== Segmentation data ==
## BEGIN

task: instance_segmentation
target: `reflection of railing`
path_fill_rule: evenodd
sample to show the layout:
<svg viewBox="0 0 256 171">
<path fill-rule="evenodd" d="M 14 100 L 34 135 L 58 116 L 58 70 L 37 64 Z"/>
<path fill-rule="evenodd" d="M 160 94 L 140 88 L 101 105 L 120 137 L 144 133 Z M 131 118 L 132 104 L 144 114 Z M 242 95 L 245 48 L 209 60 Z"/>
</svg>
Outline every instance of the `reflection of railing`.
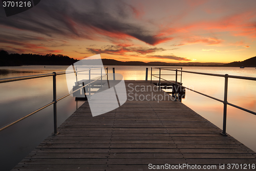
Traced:
<svg viewBox="0 0 256 171">
<path fill-rule="evenodd" d="M 93 83 L 94 82 L 100 79 L 102 79 L 102 78 L 105 75 L 104 75 L 102 76 L 102 69 L 105 69 L 106 68 L 106 76 L 108 76 L 108 67 L 101 67 L 101 68 L 93 68 L 93 69 L 90 69 L 89 70 L 81 70 L 81 71 L 74 71 L 74 72 L 61 72 L 61 73 L 56 73 L 56 72 L 54 72 L 52 74 L 41 74 L 41 75 L 32 75 L 32 76 L 24 76 L 24 77 L 13 77 L 13 78 L 3 78 L 3 79 L 0 79 L 0 83 L 4 83 L 4 82 L 12 82 L 12 81 L 19 81 L 19 80 L 26 80 L 26 79 L 33 79 L 33 78 L 42 78 L 42 77 L 49 77 L 49 76 L 53 76 L 53 100 L 52 102 L 44 105 L 44 106 L 37 109 L 37 110 L 35 110 L 35 111 L 26 115 L 14 121 L 12 121 L 12 122 L 8 123 L 0 128 L 0 131 L 2 131 L 7 127 L 19 122 L 20 121 L 32 115 L 33 114 L 36 113 L 37 112 L 40 111 L 40 110 L 51 105 L 51 104 L 53 104 L 53 116 L 54 116 L 54 133 L 53 135 L 57 135 L 58 134 L 58 132 L 57 131 L 57 102 L 58 101 L 59 101 L 61 100 L 62 99 L 63 99 L 64 98 L 68 97 L 69 96 L 70 94 L 74 93 L 78 90 L 80 90 L 80 89 L 83 88 L 86 86 L 91 86 L 91 84 Z M 69 93 L 64 96 L 62 96 L 58 99 L 57 99 L 57 93 L 56 93 L 56 76 L 57 75 L 63 75 L 63 74 L 70 74 L 70 73 L 75 73 L 76 75 L 77 73 L 80 72 L 83 72 L 83 71 L 88 71 L 89 72 L 89 77 L 91 77 L 91 71 L 93 70 L 96 70 L 96 69 L 101 69 L 101 77 L 100 77 L 99 78 L 97 79 L 96 79 L 93 81 L 91 81 L 91 79 L 89 80 L 89 83 L 86 85 L 83 85 L 82 87 L 81 88 L 79 88 L 79 89 L 76 90 L 75 91 L 74 91 L 70 93 Z"/>
<path fill-rule="evenodd" d="M 152 74 L 152 68 L 151 68 L 151 78 L 152 78 L 152 75 L 154 74 Z M 164 80 L 165 81 L 168 81 L 169 82 L 174 83 L 172 81 L 168 81 L 166 79 L 163 79 L 161 78 L 161 75 L 160 75 L 160 71 L 161 70 L 168 70 L 168 71 L 175 71 L 176 74 L 172 74 L 172 75 L 176 75 L 176 80 L 175 80 L 175 85 L 176 87 L 182 87 L 182 88 L 185 88 L 187 90 L 189 90 L 190 91 L 192 91 L 194 92 L 196 92 L 197 93 L 200 94 L 201 95 L 202 95 L 203 96 L 206 96 L 207 97 L 210 98 L 212 99 L 214 99 L 215 100 L 217 100 L 218 101 L 221 102 L 223 103 L 224 104 L 224 107 L 223 107 L 223 129 L 222 129 L 222 133 L 221 133 L 224 136 L 227 136 L 226 133 L 226 121 L 227 121 L 227 105 L 231 105 L 231 106 L 234 107 L 237 109 L 239 109 L 241 110 L 243 110 L 244 111 L 250 113 L 252 114 L 256 115 L 256 112 L 250 111 L 248 109 L 244 109 L 243 108 L 239 106 L 238 105 L 236 105 L 235 104 L 229 103 L 227 102 L 227 88 L 228 88 L 228 78 L 237 78 L 237 79 L 245 79 L 245 80 L 253 80 L 253 81 L 256 81 L 256 78 L 255 77 L 244 77 L 244 76 L 236 76 L 236 75 L 229 75 L 228 74 L 225 74 L 225 75 L 222 75 L 222 74 L 210 74 L 210 73 L 201 73 L 201 72 L 191 72 L 191 71 L 182 71 L 182 70 L 178 70 L 177 69 L 176 70 L 173 70 L 172 69 L 172 68 L 154 68 L 154 69 L 159 69 L 159 83 L 161 79 Z M 178 72 L 180 72 L 181 74 L 178 75 Z M 209 75 L 209 76 L 217 76 L 217 77 L 224 77 L 225 78 L 225 86 L 224 86 L 224 100 L 222 100 L 221 99 L 218 99 L 217 98 L 207 95 L 206 94 L 205 94 L 204 93 L 200 93 L 199 92 L 196 91 L 195 90 L 192 90 L 191 89 L 186 88 L 185 87 L 184 87 L 182 85 L 180 85 L 177 83 L 177 76 L 178 75 L 181 75 L 181 75 L 182 72 L 185 72 L 185 73 L 191 73 L 191 74 L 200 74 L 200 75 Z M 154 76 L 154 75 L 153 75 Z M 152 79 L 151 79 L 152 80 Z M 176 91 L 177 92 L 177 91 Z M 176 99 L 177 99 L 177 94 L 175 95 L 176 96 Z"/>
</svg>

## END

== WORK TO COMPLETE ==
Give an exact copy of the material, leaving out every picture.

== RESULT OF THIS EXERCISE ==
task: instance_segmentation
target: `reflection of railing`
path_fill_rule: evenodd
sample to show the layout:
<svg viewBox="0 0 256 171">
<path fill-rule="evenodd" d="M 14 100 L 34 135 L 58 116 L 58 70 L 37 64 Z"/>
<path fill-rule="evenodd" d="M 160 94 L 140 88 L 101 105 L 120 137 L 144 133 Z M 131 118 L 132 104 L 144 114 Z M 242 95 L 245 48 L 209 60 Z"/>
</svg>
Outline every instance of the `reflection of railing`.
Traced:
<svg viewBox="0 0 256 171">
<path fill-rule="evenodd" d="M 93 83 L 94 82 L 100 79 L 102 79 L 102 78 L 105 75 L 104 75 L 102 76 L 102 69 L 105 69 L 106 68 L 106 76 L 108 76 L 108 67 L 101 67 L 101 68 L 93 68 L 93 69 L 90 69 L 89 70 L 81 70 L 81 71 L 74 71 L 74 72 L 61 72 L 61 73 L 56 73 L 56 72 L 54 72 L 52 74 L 41 74 L 41 75 L 32 75 L 32 76 L 24 76 L 24 77 L 13 77 L 13 78 L 3 78 L 3 79 L 0 79 L 0 83 L 4 83 L 4 82 L 12 82 L 12 81 L 19 81 L 19 80 L 26 80 L 26 79 L 33 79 L 33 78 L 42 78 L 42 77 L 49 77 L 49 76 L 53 76 L 53 100 L 52 102 L 44 105 L 44 106 L 37 109 L 37 110 L 35 110 L 35 111 L 26 115 L 14 121 L 12 121 L 12 122 L 8 123 L 0 128 L 0 131 L 2 131 L 7 127 L 19 122 L 20 121 L 32 115 L 33 114 L 36 113 L 37 112 L 40 111 L 40 110 L 51 105 L 51 104 L 53 104 L 53 116 L 54 116 L 54 133 L 53 135 L 57 135 L 58 134 L 58 132 L 57 131 L 57 102 L 58 101 L 59 101 L 61 100 L 62 99 L 63 99 L 64 98 L 68 97 L 69 96 L 70 94 L 74 93 L 78 90 L 80 90 L 80 89 L 83 88 L 86 86 L 91 86 L 91 84 Z M 69 93 L 64 96 L 62 96 L 58 99 L 57 99 L 57 93 L 56 93 L 56 76 L 57 75 L 63 75 L 63 74 L 70 74 L 70 73 L 75 73 L 76 75 L 77 73 L 80 72 L 83 72 L 83 71 L 88 71 L 89 72 L 89 77 L 91 77 L 91 71 L 93 70 L 96 70 L 96 69 L 101 69 L 101 77 L 100 77 L 99 78 L 97 79 L 96 79 L 93 81 L 91 81 L 91 79 L 89 80 L 89 83 L 86 85 L 83 85 L 82 87 L 81 88 L 79 88 L 79 89 L 76 90 L 75 91 L 74 91 L 70 93 Z"/>
<path fill-rule="evenodd" d="M 152 74 L 152 68 L 151 68 L 151 78 L 152 78 L 152 75 L 154 74 Z M 164 80 L 165 81 L 168 81 L 169 82 L 174 83 L 172 81 L 168 81 L 166 79 L 163 79 L 161 78 L 161 75 L 160 75 L 160 71 L 161 70 L 168 70 L 168 71 L 175 71 L 176 74 L 172 74 L 172 75 L 176 75 L 176 80 L 175 80 L 175 85 L 176 87 L 182 87 L 182 88 L 185 88 L 187 90 L 189 90 L 190 91 L 192 91 L 194 92 L 196 92 L 197 93 L 200 94 L 201 95 L 202 95 L 203 96 L 206 96 L 207 97 L 210 98 L 212 99 L 214 99 L 215 100 L 217 100 L 218 101 L 221 102 L 223 103 L 224 104 L 224 107 L 223 107 L 223 129 L 222 129 L 222 133 L 221 133 L 224 136 L 227 136 L 226 133 L 226 121 L 227 121 L 227 105 L 231 105 L 231 106 L 234 107 L 237 109 L 239 109 L 241 110 L 243 110 L 244 111 L 250 113 L 252 114 L 256 115 L 256 112 L 250 111 L 248 109 L 244 109 L 243 108 L 239 106 L 238 105 L 236 105 L 235 104 L 229 103 L 227 102 L 227 88 L 228 88 L 228 78 L 237 78 L 237 79 L 245 79 L 245 80 L 253 80 L 253 81 L 256 81 L 256 78 L 255 77 L 244 77 L 244 76 L 236 76 L 236 75 L 229 75 L 228 74 L 225 74 L 225 75 L 222 75 L 222 74 L 210 74 L 210 73 L 201 73 L 201 72 L 191 72 L 191 71 L 182 71 L 182 70 L 178 70 L 177 69 L 176 70 L 173 70 L 172 69 L 172 68 L 154 68 L 154 69 L 159 69 L 159 83 L 161 79 Z M 178 72 L 180 72 L 181 74 L 178 75 Z M 209 75 L 209 76 L 217 76 L 217 77 L 224 77 L 225 78 L 225 86 L 224 86 L 224 100 L 222 100 L 221 99 L 218 99 L 217 98 L 207 95 L 206 94 L 205 94 L 204 93 L 200 93 L 199 92 L 196 91 L 195 90 L 192 90 L 191 89 L 186 88 L 185 87 L 184 87 L 182 85 L 180 85 L 177 83 L 177 76 L 178 75 L 181 75 L 181 75 L 182 72 L 185 72 L 185 73 L 191 73 L 191 74 L 200 74 L 200 75 Z M 154 76 L 154 75 L 153 75 Z M 152 79 L 151 79 L 152 80 Z M 176 91 L 177 92 L 177 91 Z M 176 99 L 177 99 L 177 94 L 175 95 L 176 96 Z"/>
</svg>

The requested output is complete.